[Dataset entries]
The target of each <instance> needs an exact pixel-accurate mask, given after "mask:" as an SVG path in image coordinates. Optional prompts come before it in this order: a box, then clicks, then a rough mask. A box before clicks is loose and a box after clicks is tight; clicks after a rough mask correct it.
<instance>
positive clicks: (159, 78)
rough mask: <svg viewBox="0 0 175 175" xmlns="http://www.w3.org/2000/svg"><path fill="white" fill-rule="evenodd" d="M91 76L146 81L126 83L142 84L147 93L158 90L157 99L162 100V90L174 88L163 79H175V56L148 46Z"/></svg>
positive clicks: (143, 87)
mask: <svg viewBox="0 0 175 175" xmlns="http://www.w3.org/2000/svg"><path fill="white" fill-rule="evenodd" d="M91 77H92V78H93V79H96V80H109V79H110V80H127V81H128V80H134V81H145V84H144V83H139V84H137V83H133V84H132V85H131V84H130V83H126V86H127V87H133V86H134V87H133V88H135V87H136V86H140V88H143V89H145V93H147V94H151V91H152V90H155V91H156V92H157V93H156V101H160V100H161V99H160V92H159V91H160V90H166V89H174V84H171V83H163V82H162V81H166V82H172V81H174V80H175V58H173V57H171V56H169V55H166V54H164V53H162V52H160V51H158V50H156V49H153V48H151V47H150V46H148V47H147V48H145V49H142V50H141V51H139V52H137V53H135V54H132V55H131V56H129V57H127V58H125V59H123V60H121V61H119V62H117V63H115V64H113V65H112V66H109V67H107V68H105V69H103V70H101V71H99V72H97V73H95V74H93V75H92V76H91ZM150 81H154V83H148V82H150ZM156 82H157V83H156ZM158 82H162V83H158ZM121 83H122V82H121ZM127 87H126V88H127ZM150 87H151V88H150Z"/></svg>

### Task details
Which lines in the records contain the string "positive", counting case? Gather every such line.

### Result
positive clicks: (159, 78)
positive clicks: (143, 87)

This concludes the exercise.